_Text provided_
(begin)

From ebf3165efba92012b4f0eff001bc22d9a4e2af39 Mon Sep 17 00:00:00 2001
From: Qi Yuhang <45795032+HydraQYH@users.noreply.github.com>
Date: Thu, 18 Dec 2025 08:51:38 +0800
Subject: [PATCH] [Bug Fix]Bypass launch grids for SM120 Kernel with SM90
 Mainloop & SM100 TileScheduler (#2865)

* Delete unused #ifdef/#endif. Bypass sm120 case.

* Add todo.

* Fix pingpong.

* Revert "Add todo."

This reverts commit 246cb42091b1ed1b89c1eac2312eed6625a754fd.

* Refine name.

Refine name again.

* Apply suggestions from code review

Skip `is_last_tile` for all sm120 kernels.

Co-authored-by: Junkai-Wu <junkaiw@nvidia.com>

* Skip early stop for sm120 kernel.

* Fix typo.

---------

Co-authored-by: Junkai-Wu <junkaiw@nvidia.com>
---
 ...0_gemm_tma_warpspecialized_cooperative.hpp | 23 ++++++------
 ...sm90_gemm_tma_warpspecialized_pingpong.hpp | 36 ++++++++++---------
 2 files changed, 31 insertions(+), 28 deletions(-)
diff --git a/include/cutlass/gemm/kernel/sm90_gemm_tma_warpspecialized_cooperative.hpp b/include/cutlass/gemm/kernel/sm90_gemm_tma_warpspecialized_cooperative.hpp
index 5c04259bd..255eb8ef7 100644
--- a/include/cutlass/gemm/kernel/sm90_gemm_tma_warpspecialized_cooperative.hpp
+++ b/include/cutlass/gemm/kernel/sm90_gemm_tma_warpspecialized_cooperative.hpp
@@ -136,16 +136,16 @@ public:
   // Detect if this is SM120 blockscaled kernel which hits high register pressure
   // on smaller tiles (e.g. 256x128 registers per thread)
   template <typename T>
-  struct is_blockscaled : cute::false_type {};
+  struct IsSm120BlockScaled : cute::false_type {};
   
   template <int Stages, int SchedStages, class ClusterShape, class KernelSchedule>
-  struct is_blockscaled<MainloopSm120TmaWarpSpecializedBlockScaled<Stages, SchedStages, ClusterShape, KernelSchedule>> 
+  struct IsSm120BlockScaled<MainloopSm120TmaWarpSpecializedBlockScaled<Stages, SchedStages, ClusterShape, KernelSchedule>> 
     : cute::true_type {};
   
-  static constexpr bool IsBlockScaled = is_blockscaled<DispatchPolicy>::value;
+  static constexpr bool IsSm120Family = cute::is_same_v<typename DispatchPolicy::ArchTag, arch::Sm120>;
   
   static constexpr bool HeavyRegisterPressure = 
-    IsBlockScaled ? (RegsPerThread >= 128) : (RegsPerThread >= 208);
+    IsSm120BlockScaled<DispatchPolicy>::value ? (RegsPerThread >= 128) : (RegsPerThread >= 208);
   
   static constexpr uint32_t LoadRegisterRequirement = !HeavyRegisterPressure ? 40 : 24;
   static constexpr uint32_t MmaRegisterRequirement = !HeavyRegisterPressure ? 232 : 240;
@@ -804,15 +804,16 @@ public:
           // Update starting mainloop pipeline state for the next tile
           mainloop_pipe_consumer_state.advance(work_k_tile_count);
         }
-        #ifdef CUTLASS_ENABLE_GDC_FOR_SM90
-        if (scheduler.is_last_tile(work_tile_info)) {
-          // Hint on an early release of global memory resources.

(end)

_Request 1_
Pull out every line of the listing that contains the string "stripe", and treat uppercase and lowercase as different.

_Records for this task_
(begin)

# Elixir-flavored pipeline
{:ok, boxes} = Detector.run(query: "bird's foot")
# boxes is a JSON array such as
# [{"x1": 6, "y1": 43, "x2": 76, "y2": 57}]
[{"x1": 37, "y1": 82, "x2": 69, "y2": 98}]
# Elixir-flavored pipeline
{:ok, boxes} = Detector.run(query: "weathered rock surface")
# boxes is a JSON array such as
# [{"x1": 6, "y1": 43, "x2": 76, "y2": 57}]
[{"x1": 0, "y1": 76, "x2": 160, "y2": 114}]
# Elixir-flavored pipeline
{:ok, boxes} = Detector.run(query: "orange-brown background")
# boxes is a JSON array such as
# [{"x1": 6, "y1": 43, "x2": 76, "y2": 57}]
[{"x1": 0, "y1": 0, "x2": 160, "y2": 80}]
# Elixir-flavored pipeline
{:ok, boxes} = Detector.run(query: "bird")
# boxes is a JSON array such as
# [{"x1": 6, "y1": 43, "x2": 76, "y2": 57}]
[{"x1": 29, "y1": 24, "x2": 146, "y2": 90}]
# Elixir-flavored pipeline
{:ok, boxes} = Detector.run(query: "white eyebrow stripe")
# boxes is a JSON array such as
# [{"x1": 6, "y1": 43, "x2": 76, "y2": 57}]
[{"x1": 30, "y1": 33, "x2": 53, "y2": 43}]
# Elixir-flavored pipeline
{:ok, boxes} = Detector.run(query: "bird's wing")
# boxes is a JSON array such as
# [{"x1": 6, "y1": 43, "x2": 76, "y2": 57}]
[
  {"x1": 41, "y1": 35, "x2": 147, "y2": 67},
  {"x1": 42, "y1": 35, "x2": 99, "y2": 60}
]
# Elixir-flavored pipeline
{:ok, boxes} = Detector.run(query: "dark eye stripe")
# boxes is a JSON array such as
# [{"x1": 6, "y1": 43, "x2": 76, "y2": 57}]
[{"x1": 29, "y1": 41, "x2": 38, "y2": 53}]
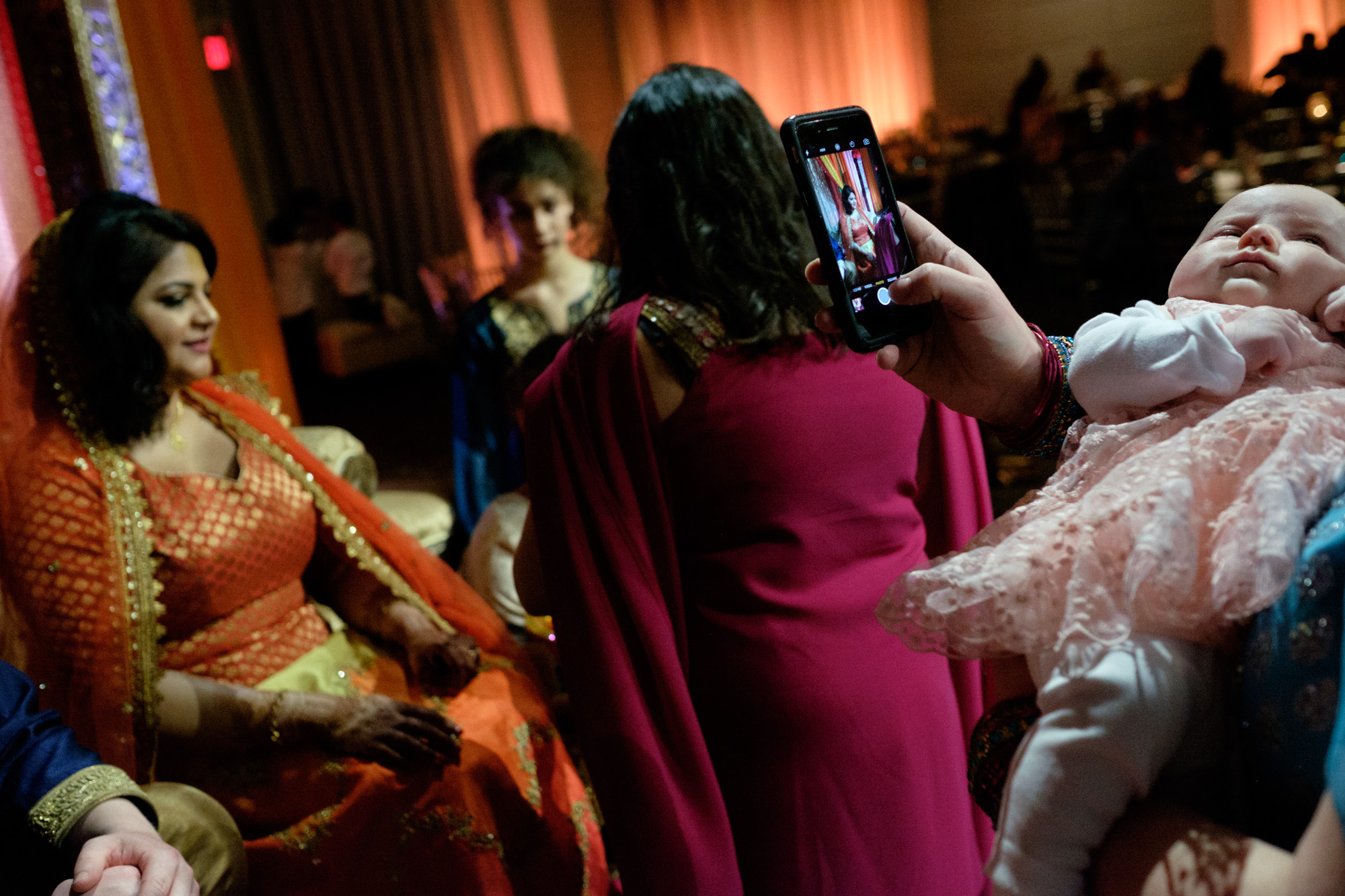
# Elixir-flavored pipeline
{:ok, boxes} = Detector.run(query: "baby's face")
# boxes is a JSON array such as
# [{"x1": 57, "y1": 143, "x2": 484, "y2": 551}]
[{"x1": 1167, "y1": 184, "x2": 1345, "y2": 320}]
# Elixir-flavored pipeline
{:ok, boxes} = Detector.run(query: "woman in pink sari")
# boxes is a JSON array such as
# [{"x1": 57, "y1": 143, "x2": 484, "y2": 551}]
[{"x1": 518, "y1": 66, "x2": 990, "y2": 896}]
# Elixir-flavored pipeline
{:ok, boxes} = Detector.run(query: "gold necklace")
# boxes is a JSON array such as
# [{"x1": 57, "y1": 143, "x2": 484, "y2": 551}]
[{"x1": 168, "y1": 393, "x2": 187, "y2": 451}]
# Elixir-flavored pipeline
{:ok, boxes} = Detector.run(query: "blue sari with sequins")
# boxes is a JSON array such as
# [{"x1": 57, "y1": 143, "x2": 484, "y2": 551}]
[{"x1": 1241, "y1": 473, "x2": 1345, "y2": 849}]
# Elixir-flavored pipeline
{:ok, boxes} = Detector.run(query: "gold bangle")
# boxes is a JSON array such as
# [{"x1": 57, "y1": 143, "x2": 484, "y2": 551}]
[{"x1": 262, "y1": 690, "x2": 285, "y2": 747}]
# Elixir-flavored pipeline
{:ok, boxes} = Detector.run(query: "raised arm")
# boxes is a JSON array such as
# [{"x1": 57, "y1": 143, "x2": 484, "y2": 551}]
[{"x1": 807, "y1": 203, "x2": 1048, "y2": 429}]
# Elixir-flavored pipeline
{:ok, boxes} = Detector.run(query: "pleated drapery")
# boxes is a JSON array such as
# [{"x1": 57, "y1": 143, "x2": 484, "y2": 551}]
[
  {"x1": 609, "y1": 0, "x2": 933, "y2": 143},
  {"x1": 117, "y1": 0, "x2": 299, "y2": 421},
  {"x1": 241, "y1": 0, "x2": 465, "y2": 296}
]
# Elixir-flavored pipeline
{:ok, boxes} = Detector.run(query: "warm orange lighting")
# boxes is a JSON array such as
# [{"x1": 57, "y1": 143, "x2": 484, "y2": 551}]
[{"x1": 200, "y1": 34, "x2": 233, "y2": 71}]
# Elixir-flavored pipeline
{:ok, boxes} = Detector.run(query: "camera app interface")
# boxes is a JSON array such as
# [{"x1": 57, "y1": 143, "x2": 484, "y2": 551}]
[{"x1": 804, "y1": 137, "x2": 907, "y2": 328}]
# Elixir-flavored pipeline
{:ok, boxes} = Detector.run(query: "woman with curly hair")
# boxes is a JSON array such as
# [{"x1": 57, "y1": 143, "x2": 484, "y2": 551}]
[
  {"x1": 452, "y1": 125, "x2": 607, "y2": 529},
  {"x1": 0, "y1": 192, "x2": 607, "y2": 896}
]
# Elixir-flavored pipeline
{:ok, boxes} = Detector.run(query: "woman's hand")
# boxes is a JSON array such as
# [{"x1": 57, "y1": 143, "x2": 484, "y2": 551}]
[
  {"x1": 405, "y1": 627, "x2": 482, "y2": 694},
  {"x1": 807, "y1": 203, "x2": 1045, "y2": 429},
  {"x1": 288, "y1": 692, "x2": 463, "y2": 770}
]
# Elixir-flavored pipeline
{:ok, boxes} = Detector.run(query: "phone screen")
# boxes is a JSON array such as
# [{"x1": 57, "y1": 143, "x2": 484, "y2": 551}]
[{"x1": 799, "y1": 124, "x2": 912, "y2": 332}]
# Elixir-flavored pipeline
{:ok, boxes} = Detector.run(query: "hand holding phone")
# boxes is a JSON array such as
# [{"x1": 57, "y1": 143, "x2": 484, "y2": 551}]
[
  {"x1": 780, "y1": 106, "x2": 932, "y2": 351},
  {"x1": 804, "y1": 202, "x2": 1044, "y2": 429}
]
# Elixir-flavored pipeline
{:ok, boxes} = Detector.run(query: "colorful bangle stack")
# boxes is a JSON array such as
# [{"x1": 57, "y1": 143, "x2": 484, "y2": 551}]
[
  {"x1": 995, "y1": 324, "x2": 1084, "y2": 458},
  {"x1": 967, "y1": 697, "x2": 1041, "y2": 823}
]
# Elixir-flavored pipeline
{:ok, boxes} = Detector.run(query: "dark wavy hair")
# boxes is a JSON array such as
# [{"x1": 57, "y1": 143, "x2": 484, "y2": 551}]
[
  {"x1": 56, "y1": 191, "x2": 217, "y2": 445},
  {"x1": 590, "y1": 65, "x2": 826, "y2": 343},
  {"x1": 472, "y1": 125, "x2": 603, "y2": 223}
]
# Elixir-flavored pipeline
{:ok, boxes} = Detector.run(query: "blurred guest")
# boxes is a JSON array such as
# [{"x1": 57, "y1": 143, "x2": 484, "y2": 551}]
[
  {"x1": 515, "y1": 66, "x2": 989, "y2": 896},
  {"x1": 1266, "y1": 31, "x2": 1326, "y2": 106},
  {"x1": 1181, "y1": 47, "x2": 1237, "y2": 159},
  {"x1": 1080, "y1": 90, "x2": 1212, "y2": 313},
  {"x1": 460, "y1": 333, "x2": 565, "y2": 641},
  {"x1": 323, "y1": 199, "x2": 383, "y2": 324},
  {"x1": 1075, "y1": 47, "x2": 1119, "y2": 94},
  {"x1": 452, "y1": 125, "x2": 607, "y2": 529},
  {"x1": 0, "y1": 192, "x2": 607, "y2": 896},
  {"x1": 1005, "y1": 56, "x2": 1060, "y2": 165},
  {"x1": 266, "y1": 215, "x2": 325, "y2": 405}
]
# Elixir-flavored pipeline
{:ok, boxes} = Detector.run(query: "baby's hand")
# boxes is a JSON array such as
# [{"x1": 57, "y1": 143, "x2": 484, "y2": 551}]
[
  {"x1": 1224, "y1": 305, "x2": 1302, "y2": 376},
  {"x1": 1317, "y1": 286, "x2": 1345, "y2": 332}
]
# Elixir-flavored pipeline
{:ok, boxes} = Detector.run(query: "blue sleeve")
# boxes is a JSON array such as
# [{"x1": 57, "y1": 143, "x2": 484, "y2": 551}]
[{"x1": 0, "y1": 653, "x2": 100, "y2": 813}]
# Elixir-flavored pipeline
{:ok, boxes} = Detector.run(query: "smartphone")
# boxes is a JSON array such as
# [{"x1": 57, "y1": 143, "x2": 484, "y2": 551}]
[{"x1": 780, "y1": 106, "x2": 933, "y2": 351}]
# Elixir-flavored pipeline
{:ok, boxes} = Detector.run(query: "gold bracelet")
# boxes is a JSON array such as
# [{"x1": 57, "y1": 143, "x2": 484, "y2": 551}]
[{"x1": 262, "y1": 690, "x2": 285, "y2": 747}]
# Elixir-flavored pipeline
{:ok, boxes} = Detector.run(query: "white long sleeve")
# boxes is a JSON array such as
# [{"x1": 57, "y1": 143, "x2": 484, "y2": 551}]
[{"x1": 1068, "y1": 301, "x2": 1247, "y2": 419}]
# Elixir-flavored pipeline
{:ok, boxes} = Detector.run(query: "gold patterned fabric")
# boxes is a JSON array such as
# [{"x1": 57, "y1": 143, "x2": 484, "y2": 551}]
[
  {"x1": 640, "y1": 296, "x2": 728, "y2": 370},
  {"x1": 137, "y1": 441, "x2": 330, "y2": 686},
  {"x1": 28, "y1": 766, "x2": 149, "y2": 846}
]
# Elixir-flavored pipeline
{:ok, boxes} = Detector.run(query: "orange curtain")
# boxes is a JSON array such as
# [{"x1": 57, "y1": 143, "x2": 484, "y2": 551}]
[
  {"x1": 612, "y1": 0, "x2": 933, "y2": 137},
  {"x1": 118, "y1": 0, "x2": 299, "y2": 422},
  {"x1": 429, "y1": 0, "x2": 570, "y2": 272},
  {"x1": 1248, "y1": 0, "x2": 1345, "y2": 83}
]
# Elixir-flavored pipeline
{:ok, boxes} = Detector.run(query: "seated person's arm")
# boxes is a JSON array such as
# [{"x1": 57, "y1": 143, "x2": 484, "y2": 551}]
[
  {"x1": 1069, "y1": 301, "x2": 1247, "y2": 419},
  {"x1": 55, "y1": 799, "x2": 199, "y2": 896},
  {"x1": 1089, "y1": 798, "x2": 1302, "y2": 896},
  {"x1": 514, "y1": 512, "x2": 551, "y2": 616}
]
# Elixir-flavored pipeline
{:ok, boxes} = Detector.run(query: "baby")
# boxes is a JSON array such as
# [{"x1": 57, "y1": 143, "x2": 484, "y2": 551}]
[{"x1": 880, "y1": 186, "x2": 1345, "y2": 896}]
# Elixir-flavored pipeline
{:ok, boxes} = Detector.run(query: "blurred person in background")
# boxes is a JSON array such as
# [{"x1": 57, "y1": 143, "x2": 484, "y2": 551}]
[
  {"x1": 323, "y1": 198, "x2": 383, "y2": 324},
  {"x1": 451, "y1": 125, "x2": 607, "y2": 530}
]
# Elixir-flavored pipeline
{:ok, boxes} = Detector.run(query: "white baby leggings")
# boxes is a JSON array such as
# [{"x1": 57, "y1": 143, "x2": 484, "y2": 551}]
[{"x1": 986, "y1": 635, "x2": 1219, "y2": 896}]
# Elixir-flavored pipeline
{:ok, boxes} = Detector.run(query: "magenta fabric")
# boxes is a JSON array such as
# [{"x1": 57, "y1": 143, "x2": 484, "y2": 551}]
[
  {"x1": 873, "y1": 211, "x2": 901, "y2": 277},
  {"x1": 526, "y1": 296, "x2": 990, "y2": 896}
]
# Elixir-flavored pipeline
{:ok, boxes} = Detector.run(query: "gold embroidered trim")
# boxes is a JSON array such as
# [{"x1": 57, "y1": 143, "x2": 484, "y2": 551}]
[
  {"x1": 211, "y1": 370, "x2": 289, "y2": 427},
  {"x1": 272, "y1": 803, "x2": 340, "y2": 853},
  {"x1": 28, "y1": 219, "x2": 164, "y2": 780},
  {"x1": 570, "y1": 798, "x2": 597, "y2": 896},
  {"x1": 191, "y1": 391, "x2": 457, "y2": 634},
  {"x1": 28, "y1": 766, "x2": 149, "y2": 846},
  {"x1": 640, "y1": 296, "x2": 728, "y2": 370},
  {"x1": 486, "y1": 263, "x2": 608, "y2": 364},
  {"x1": 511, "y1": 721, "x2": 542, "y2": 810}
]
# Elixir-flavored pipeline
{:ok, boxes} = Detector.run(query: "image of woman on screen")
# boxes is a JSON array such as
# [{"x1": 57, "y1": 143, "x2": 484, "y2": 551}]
[{"x1": 841, "y1": 184, "x2": 877, "y2": 280}]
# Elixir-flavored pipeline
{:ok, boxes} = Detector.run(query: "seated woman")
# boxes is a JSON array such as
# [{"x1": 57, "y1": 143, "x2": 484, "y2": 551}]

(end)

_Request 2_
Answer these questions from the patch:
(a) Which earlier change does the patch say was reverted?
(b) How many files, insertions, and deletions does the patch summary report?
(c) What new name replaces the struct `is_blockscaled`?

_Complete response 1_
{:ok, boxes} = Detector.run(query: "white eyebrow stripe")
{:ok, boxes} = Detector.run(query: "dark eye stripe")

_Complete response 2_
(a) "Add todo."
(b) 2 files, 31 insertions, and 28 deletions.
(c) `IsSm120BlockScaled`